# PROBLEM DESCRIPTION
Print the data exactly as it is given, please.

____________________

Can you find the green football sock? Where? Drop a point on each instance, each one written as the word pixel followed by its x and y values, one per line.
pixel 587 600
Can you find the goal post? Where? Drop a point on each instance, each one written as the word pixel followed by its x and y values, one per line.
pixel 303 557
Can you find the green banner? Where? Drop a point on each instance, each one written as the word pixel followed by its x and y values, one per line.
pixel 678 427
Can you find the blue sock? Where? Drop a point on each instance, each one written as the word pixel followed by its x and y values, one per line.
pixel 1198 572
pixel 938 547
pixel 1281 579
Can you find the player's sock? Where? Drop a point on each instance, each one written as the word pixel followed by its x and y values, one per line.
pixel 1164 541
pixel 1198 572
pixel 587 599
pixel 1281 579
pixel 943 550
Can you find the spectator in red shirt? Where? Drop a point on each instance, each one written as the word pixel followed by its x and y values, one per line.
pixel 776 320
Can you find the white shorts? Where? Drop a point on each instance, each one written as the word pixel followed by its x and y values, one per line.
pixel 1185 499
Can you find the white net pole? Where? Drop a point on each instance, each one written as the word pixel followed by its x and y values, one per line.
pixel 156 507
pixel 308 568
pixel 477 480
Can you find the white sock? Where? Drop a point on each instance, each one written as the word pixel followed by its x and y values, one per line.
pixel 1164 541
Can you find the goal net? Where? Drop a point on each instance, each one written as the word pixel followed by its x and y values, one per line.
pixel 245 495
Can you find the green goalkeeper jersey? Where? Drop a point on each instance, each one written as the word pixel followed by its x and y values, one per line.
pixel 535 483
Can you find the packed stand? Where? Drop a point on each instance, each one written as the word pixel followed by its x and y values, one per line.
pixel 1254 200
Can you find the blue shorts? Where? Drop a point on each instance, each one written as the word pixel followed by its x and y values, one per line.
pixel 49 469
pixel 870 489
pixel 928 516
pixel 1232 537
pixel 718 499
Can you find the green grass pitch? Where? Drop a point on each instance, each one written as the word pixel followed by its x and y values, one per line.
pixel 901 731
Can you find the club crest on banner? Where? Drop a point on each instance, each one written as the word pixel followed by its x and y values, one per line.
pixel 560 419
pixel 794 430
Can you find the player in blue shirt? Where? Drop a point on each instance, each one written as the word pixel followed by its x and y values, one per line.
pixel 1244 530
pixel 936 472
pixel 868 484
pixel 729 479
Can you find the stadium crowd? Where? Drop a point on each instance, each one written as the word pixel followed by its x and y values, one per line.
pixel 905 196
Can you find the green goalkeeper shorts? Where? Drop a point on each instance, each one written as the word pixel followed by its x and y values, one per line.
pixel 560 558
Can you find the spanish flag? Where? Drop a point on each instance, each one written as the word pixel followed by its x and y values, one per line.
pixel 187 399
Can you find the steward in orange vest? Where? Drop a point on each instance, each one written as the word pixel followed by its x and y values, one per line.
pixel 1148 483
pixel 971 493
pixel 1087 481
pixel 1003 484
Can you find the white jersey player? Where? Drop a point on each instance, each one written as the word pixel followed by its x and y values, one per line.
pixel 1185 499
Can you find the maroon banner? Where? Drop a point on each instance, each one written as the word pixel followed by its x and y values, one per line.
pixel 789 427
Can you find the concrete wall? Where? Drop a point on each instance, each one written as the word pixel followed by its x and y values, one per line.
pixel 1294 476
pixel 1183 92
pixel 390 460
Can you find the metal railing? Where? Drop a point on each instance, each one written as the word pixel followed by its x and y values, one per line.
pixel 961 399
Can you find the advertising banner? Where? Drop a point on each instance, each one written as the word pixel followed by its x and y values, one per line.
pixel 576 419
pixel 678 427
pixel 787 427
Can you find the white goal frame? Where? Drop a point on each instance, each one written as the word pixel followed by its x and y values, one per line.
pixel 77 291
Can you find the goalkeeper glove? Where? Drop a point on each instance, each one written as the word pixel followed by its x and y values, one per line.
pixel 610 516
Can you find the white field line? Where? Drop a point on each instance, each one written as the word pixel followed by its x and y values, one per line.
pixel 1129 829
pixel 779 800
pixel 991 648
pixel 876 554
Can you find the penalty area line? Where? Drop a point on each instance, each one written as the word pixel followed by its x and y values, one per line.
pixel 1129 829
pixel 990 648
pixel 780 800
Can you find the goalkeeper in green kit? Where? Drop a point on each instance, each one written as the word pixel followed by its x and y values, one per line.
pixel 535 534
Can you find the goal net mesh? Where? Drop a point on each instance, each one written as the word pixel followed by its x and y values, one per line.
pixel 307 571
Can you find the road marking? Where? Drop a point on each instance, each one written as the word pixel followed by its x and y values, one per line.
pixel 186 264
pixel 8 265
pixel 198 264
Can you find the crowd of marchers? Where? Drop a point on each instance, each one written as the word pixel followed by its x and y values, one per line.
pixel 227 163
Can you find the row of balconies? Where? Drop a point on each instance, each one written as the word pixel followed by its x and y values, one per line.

____________________

# ANSWER TO THIS EXERCISE
Can you find the green football sock? Where? Drop a point on each instance, each one written as the word pixel followed by its x and y values, one per line.
pixel 587 600
Can you find the goal post? Where? Drop a point on each instance, each one written as the word pixel followed by its x and y values, one per line.
pixel 303 557
Can you find the green banner? Where? Drop a point on each instance, each one written as the word pixel followed by its x and y values, one per line.
pixel 678 427
Can you find the blue sock? Where? Drop a point on each instance, each one written as the word pixel followed by its x and y values, one per line.
pixel 1198 572
pixel 938 547
pixel 1281 579
Can you find the player's sock? Where? Drop a point on each instance, each one written as the word pixel followed by its x and y values, one per line.
pixel 1164 541
pixel 1198 572
pixel 587 599
pixel 1281 579
pixel 943 550
Can you find the spectator in red shirt? Where? Drop a point on each instance, each one written as the word pixel followed by its x and y values, one per line.
pixel 776 320
Can you find the white shorts? Where? Drop a point on each instance, each one written as the word pixel followed by its x and y values, one per line.
pixel 1185 499
Can you find the white net pole? Where? Drop a point on each instance, each one written as the word pixel followed by its x and y values, one per line.
pixel 156 507
pixel 308 568
pixel 477 480
Can you find the white sock? Where? Drop a point on each instance, each one written as the word pixel followed by its x and y values, one per line.
pixel 1164 541
Can you find the goal net? Where? Drop a point on each instance, each one written as the word pixel followed by its x and y values, one per line.
pixel 245 495
Can you find the green goalkeeper jersey? Where? Drop a point on each instance, each one written as the word pixel followed by its x and y values, one per line.
pixel 535 483
Can you find the packed stand? Where? Drop a point on each instance, each one written as the word pixel followed by its x and y values, one per line.
pixel 1254 200
Can you find the blue shorts? Where? Drop a point on each instance, each one written as the word pixel followed by its x and y values, one per line.
pixel 49 469
pixel 870 489
pixel 928 516
pixel 1232 537
pixel 718 499
Can you find the green grass pitch? Where? Drop a point on each instance, each one written as the word pixel followed by its x and y values, one per line.
pixel 901 731
Can you find the club crest on banner? Where? Drop a point on each instance, each one written as the word pixel followed by its x and y values, one per line.
pixel 560 419
pixel 794 430
Can you find the player in blue shirt? Where? Drop a point on each instance, each one written as the word pixel followed by its x and y values, one per line.
pixel 1244 530
pixel 936 472
pixel 868 484
pixel 729 479
Can you find the stadium crowd? Where? Drop a point on each instance, each one written as the word pixel followed by its x and y values, one per line.
pixel 905 196
Can you find the green goalkeeper shorts? Where? Drop a point on each instance, each one written as the word pixel followed by its x and y values, one per line.
pixel 560 558
Can you find the spanish flag? Where? Drop a point on each instance, each one written as the word pixel followed by its x and y values, one per line.
pixel 187 399
Can you find the steward in orange vest? Where? Drop a point on each instance, each one written as the word pixel followed by its x and y values, one per line.
pixel 1148 483
pixel 971 493
pixel 1087 481
pixel 1003 484
Can you find the white jersey player? Where? Drop a point on each instance, each one written as the word pixel followed by its x and y values, one per line.
pixel 1185 499
Can you find the maroon banner? Where? Drop a point on each instance, each one written as the word pixel followed by its x and y values, one per line.
pixel 789 427
Can you find the concrete wall? Where? Drop a point on each instance, each one written as the word pixel followed by its x and y values, one per line.
pixel 1294 476
pixel 1183 92
pixel 390 460
Can you find the metal railing? Where? Drop a point on each instance, each one written as the word pixel followed by its x and y values, one per line.
pixel 961 399
Can you find the advertising banner? Where? Drop a point on each instance, each one written as the word pixel followed by its x and y values, one per line.
pixel 576 419
pixel 678 427
pixel 787 427
Can you find the white goal frame? Where? Drop a point on each instance, each one written as the word pixel followed by its x and y values, one per line.
pixel 77 291
Can you find the goalkeeper glove? Where? Drop a point on each instance, each one written as the word pixel followed by its x and y values, one per line.
pixel 610 516
Can you find the white field line? Where? Drop a point on each instance, each one written as the word pixel followed by its x and y values, one per line.
pixel 1129 829
pixel 779 800
pixel 991 648
pixel 876 554
Can you find the penalty area line? Where? Drop a point on each instance, each one written as the word pixel followed by its x and y values, one per line.
pixel 1129 829
pixel 990 648
pixel 780 800
Can you find the goalkeeper in green kit? Where? Drop a point on each instance, each one written as the word pixel followed by its x and y values, one per line.
pixel 535 534
Can you find the goal net mesh? Where? Drop a point on each instance, each one written as the word pixel followed by its x and y values, one per line.
pixel 307 571
Can you find the road marking? Where? Drop a point on each instance, each one written as the word pixel followed by its x and y values, one per line.
pixel 186 264
pixel 8 265
pixel 198 264
Can you find the crowd of marchers? Where? Drop a point on each instance, each one written as the word pixel followed by its x and y values, one per line.
pixel 227 163
Can you find the row of balconies? Where? Drop a point on each instance, each one written as the word pixel followed by its x and y values, one per line.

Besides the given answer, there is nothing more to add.